Output every entry exactly, from the first line to the last.

┄┄┄┄┄┄┄┄┄┄

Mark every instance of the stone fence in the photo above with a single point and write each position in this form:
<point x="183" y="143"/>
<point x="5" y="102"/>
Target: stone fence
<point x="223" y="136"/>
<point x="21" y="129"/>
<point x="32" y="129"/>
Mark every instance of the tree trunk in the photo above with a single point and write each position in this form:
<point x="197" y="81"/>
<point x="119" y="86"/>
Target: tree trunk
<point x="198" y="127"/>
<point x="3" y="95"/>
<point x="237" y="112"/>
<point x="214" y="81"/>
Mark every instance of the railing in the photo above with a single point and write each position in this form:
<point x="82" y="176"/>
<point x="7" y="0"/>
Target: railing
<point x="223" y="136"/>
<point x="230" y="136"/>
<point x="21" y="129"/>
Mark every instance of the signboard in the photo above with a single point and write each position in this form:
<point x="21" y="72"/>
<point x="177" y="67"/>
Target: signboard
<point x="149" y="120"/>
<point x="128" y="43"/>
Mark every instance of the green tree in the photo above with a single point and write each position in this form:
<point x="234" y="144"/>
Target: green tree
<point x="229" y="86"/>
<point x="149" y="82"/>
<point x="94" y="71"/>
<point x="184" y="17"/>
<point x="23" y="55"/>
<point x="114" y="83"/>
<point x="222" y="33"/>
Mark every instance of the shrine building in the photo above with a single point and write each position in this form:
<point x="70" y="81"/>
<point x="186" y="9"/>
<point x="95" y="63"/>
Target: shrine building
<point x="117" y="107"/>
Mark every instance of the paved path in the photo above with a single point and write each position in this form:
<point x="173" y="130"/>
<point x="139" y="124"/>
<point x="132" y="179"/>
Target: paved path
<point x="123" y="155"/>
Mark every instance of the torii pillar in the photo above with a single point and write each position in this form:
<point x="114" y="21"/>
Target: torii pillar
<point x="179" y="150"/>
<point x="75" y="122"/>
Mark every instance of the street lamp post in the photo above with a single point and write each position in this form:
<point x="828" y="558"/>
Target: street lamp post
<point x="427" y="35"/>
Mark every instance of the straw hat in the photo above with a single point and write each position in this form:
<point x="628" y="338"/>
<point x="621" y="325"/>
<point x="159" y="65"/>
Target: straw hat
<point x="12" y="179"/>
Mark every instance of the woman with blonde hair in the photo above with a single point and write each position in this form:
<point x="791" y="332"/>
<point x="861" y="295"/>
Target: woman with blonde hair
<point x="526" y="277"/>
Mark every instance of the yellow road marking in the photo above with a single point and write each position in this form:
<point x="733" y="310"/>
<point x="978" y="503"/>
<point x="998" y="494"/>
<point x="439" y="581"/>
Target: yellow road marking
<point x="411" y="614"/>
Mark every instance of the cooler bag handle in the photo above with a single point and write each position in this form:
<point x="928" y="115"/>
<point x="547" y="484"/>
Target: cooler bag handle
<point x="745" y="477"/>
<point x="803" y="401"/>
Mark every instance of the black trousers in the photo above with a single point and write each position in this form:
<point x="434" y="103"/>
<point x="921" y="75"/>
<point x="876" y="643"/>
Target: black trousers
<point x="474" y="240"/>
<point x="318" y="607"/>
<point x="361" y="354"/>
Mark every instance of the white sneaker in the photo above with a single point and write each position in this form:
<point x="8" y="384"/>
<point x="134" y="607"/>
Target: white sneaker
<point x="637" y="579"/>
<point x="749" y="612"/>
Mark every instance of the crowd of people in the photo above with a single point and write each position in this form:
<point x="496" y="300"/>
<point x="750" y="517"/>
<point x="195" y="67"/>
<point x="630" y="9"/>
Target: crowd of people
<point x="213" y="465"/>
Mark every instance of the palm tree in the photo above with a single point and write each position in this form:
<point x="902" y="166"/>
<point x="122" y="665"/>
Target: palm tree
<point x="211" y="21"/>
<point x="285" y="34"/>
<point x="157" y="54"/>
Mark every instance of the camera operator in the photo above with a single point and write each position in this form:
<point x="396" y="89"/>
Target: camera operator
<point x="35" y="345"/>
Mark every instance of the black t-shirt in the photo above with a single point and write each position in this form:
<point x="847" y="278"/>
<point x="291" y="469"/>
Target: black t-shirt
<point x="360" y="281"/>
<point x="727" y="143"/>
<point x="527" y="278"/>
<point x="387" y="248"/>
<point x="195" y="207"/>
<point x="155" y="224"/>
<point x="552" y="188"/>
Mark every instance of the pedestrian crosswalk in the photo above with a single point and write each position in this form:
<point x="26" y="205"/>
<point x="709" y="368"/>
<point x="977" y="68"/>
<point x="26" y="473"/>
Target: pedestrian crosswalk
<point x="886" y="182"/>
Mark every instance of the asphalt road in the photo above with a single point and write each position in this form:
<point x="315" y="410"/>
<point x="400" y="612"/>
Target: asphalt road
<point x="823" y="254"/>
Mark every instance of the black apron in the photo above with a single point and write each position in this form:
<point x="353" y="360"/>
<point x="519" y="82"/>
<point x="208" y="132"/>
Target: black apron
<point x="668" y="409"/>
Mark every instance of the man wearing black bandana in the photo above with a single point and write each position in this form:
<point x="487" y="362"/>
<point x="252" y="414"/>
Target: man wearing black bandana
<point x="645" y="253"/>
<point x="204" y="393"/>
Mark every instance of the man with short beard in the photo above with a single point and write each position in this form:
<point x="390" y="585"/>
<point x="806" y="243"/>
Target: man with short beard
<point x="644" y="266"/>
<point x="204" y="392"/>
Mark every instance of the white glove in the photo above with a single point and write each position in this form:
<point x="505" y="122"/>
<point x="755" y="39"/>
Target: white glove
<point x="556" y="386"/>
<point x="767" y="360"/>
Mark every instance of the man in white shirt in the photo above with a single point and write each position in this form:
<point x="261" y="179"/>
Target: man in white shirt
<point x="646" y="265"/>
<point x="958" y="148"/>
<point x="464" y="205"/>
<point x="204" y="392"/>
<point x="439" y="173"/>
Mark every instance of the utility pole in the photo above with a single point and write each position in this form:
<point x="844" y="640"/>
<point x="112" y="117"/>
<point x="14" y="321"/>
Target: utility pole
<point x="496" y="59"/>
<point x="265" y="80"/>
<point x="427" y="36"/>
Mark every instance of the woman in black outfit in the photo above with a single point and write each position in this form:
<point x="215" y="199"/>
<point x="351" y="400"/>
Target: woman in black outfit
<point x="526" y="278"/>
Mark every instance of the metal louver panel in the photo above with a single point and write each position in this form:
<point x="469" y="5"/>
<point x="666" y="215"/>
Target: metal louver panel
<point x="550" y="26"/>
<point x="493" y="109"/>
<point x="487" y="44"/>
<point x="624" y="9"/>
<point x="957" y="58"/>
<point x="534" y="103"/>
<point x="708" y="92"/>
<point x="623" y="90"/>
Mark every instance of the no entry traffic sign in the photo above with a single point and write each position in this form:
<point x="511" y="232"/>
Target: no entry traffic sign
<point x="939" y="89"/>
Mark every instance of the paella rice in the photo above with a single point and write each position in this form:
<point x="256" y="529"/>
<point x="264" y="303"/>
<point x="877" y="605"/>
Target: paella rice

┄┄┄┄┄┄┄┄┄┄

ANSWER TO THE PROBLEM –
Mark every instance of the stone fence in the photo above with a single point and write each position in this form:
<point x="183" y="143"/>
<point x="5" y="102"/>
Target: stone fence
<point x="223" y="136"/>
<point x="21" y="129"/>
<point x="32" y="129"/>
Mark every instance of the tree trunk in the photo above with a single point and write each position in this form:
<point x="197" y="81"/>
<point x="119" y="86"/>
Target: tree trunk
<point x="198" y="127"/>
<point x="3" y="95"/>
<point x="237" y="112"/>
<point x="214" y="81"/>
Mark every instance of the railing in the photo above with a single point and write each position in this form:
<point x="82" y="176"/>
<point x="7" y="0"/>
Target: railing
<point x="223" y="136"/>
<point x="230" y="136"/>
<point x="21" y="129"/>
Mark every instance of the signboard in the photo above with a single point and write each position in this form:
<point x="21" y="72"/>
<point x="177" y="67"/>
Target: signboard
<point x="149" y="120"/>
<point x="128" y="43"/>
Mark every instance of the green tree in the photo above with a single point and write each position in this form:
<point x="234" y="144"/>
Target: green tree
<point x="229" y="86"/>
<point x="149" y="82"/>
<point x="94" y="71"/>
<point x="184" y="17"/>
<point x="23" y="55"/>
<point x="114" y="83"/>
<point x="222" y="33"/>
Mark every instance of the shrine building in the photo above with a single point and write each position in this form:
<point x="70" y="81"/>
<point x="186" y="9"/>
<point x="95" y="63"/>
Target: shrine building
<point x="117" y="107"/>
Mark every instance of the paved path in the photo above with a single point and write each position in this form:
<point x="173" y="130"/>
<point x="139" y="124"/>
<point x="132" y="179"/>
Target: paved path
<point x="123" y="155"/>
Mark every instance of the torii pillar in the photo above with a single point and write each position in this form:
<point x="114" y="21"/>
Target: torii pillar
<point x="179" y="150"/>
<point x="75" y="122"/>
Mark every instance of the street lamp post in the photo above with a single point and write each position in this form:
<point x="828" y="558"/>
Target: street lamp post
<point x="427" y="35"/>
Mark every instance of the straw hat in the photo above with a single point and write each position in this form:
<point x="628" y="338"/>
<point x="621" y="325"/>
<point x="159" y="65"/>
Target: straw hat
<point x="12" y="179"/>
Mark every instance of the woman with blonde hair in the photo above with a single point and write each position in this form:
<point x="791" y="332"/>
<point x="861" y="295"/>
Target: woman with blonde hair
<point x="526" y="277"/>
Mark every instance of the yellow road marking in the photo above with a single point and write each position in this form:
<point x="733" y="310"/>
<point x="978" y="503"/>
<point x="998" y="494"/>
<point x="439" y="581"/>
Target: yellow road marking
<point x="411" y="614"/>
Mark every instance of the cooler bag handle in the photo above with a single point and write each position in this form:
<point x="928" y="115"/>
<point x="547" y="484"/>
Target: cooler bag handle
<point x="745" y="477"/>
<point x="803" y="401"/>
Mark every instance of the black trousers in the photo above with a single point and write each position in this form:
<point x="434" y="103"/>
<point x="921" y="75"/>
<point x="876" y="643"/>
Target: black trousers
<point x="474" y="240"/>
<point x="318" y="607"/>
<point x="361" y="354"/>
Mark every instance of the white sneaker in the photo above with a single point and write each position in this form:
<point x="8" y="384"/>
<point x="134" y="607"/>
Target: white sneaker
<point x="637" y="579"/>
<point x="749" y="612"/>
Mark every instance of the crowd of people in the photo above with a single point and write each position in this form:
<point x="496" y="300"/>
<point x="750" y="517"/>
<point x="195" y="67"/>
<point x="630" y="9"/>
Target: crowd of people
<point x="213" y="465"/>
Mark every instance of the palm tree in the photo above with a single point and write each position in this form:
<point x="902" y="166"/>
<point x="122" y="665"/>
Target: palm tree
<point x="211" y="21"/>
<point x="285" y="34"/>
<point x="157" y="54"/>
Mark every instance of the camera operator in the photo above with a single point and write each position in this form:
<point x="396" y="89"/>
Target: camera operator
<point x="35" y="345"/>
Mark every instance of the black t-shirt in the photo above with a single point and write each position in this form:
<point x="847" y="278"/>
<point x="291" y="469"/>
Target: black t-shirt
<point x="360" y="281"/>
<point x="727" y="143"/>
<point x="527" y="278"/>
<point x="387" y="248"/>
<point x="195" y="207"/>
<point x="155" y="224"/>
<point x="552" y="188"/>
Mark every instance of the pedestrian crosswalk in the photo above with a single point and write each position in this form:
<point x="26" y="205"/>
<point x="709" y="368"/>
<point x="977" y="68"/>
<point x="26" y="473"/>
Target: pedestrian crosswalk
<point x="886" y="182"/>
Mark every instance of the asphalt road in the photo above with a single point and write each position in this form:
<point x="315" y="410"/>
<point x="400" y="612"/>
Target: asphalt road
<point x="823" y="254"/>
Mark every instance of the black apron in the photo above with a single point and write each position in this form:
<point x="353" y="360"/>
<point x="519" y="82"/>
<point x="208" y="132"/>
Target: black apron
<point x="668" y="409"/>
Mark every instance of the man wearing black bandana in the photo above with a single point and write each position in this form:
<point x="487" y="362"/>
<point x="252" y="414"/>
Target: man wearing black bandana
<point x="645" y="253"/>
<point x="204" y="393"/>
Mark every instance of the man with short beard in the photo above with a single point and write each position in this form:
<point x="390" y="585"/>
<point x="806" y="243"/>
Target: man with short beard
<point x="644" y="266"/>
<point x="204" y="392"/>
Mark every instance of the white glove in the photo above with a single point and write each position in this form:
<point x="505" y="122"/>
<point x="755" y="39"/>
Target: white glove
<point x="556" y="386"/>
<point x="767" y="360"/>
Mark every instance of the man in white shirt in the photo above with a single point and write each position in this form:
<point x="261" y="179"/>
Target: man in white shirt
<point x="646" y="265"/>
<point x="958" y="148"/>
<point x="464" y="205"/>
<point x="204" y="392"/>
<point x="439" y="173"/>
Mark every instance of the utility pole in the photo above with a single point and write each position in this form:
<point x="844" y="640"/>
<point x="112" y="117"/>
<point x="14" y="321"/>
Target: utility pole
<point x="496" y="59"/>
<point x="265" y="80"/>
<point x="427" y="36"/>
Mark every instance of the woman in black outfit in the photo above with a single point and write each position in this form:
<point x="215" y="199"/>
<point x="351" y="400"/>
Target: woman in black outfit
<point x="526" y="278"/>
Mark every instance of the metal louver panel in the photo above with a single point and write each position in this form:
<point x="469" y="5"/>
<point x="666" y="215"/>
Target: metal louver panel
<point x="550" y="26"/>
<point x="493" y="109"/>
<point x="487" y="44"/>
<point x="624" y="9"/>
<point x="957" y="58"/>
<point x="534" y="103"/>
<point x="708" y="92"/>
<point x="623" y="90"/>
Mark every instance of the no entry traffic sign in the photo above with a single point and write each position in this form:
<point x="511" y="232"/>
Target: no entry traffic sign
<point x="939" y="89"/>
Mark every instance of the paella rice in the photo above with a single point and write each position in this form:
<point x="256" y="529"/>
<point x="264" y="303"/>
<point x="877" y="605"/>
Target: paella rice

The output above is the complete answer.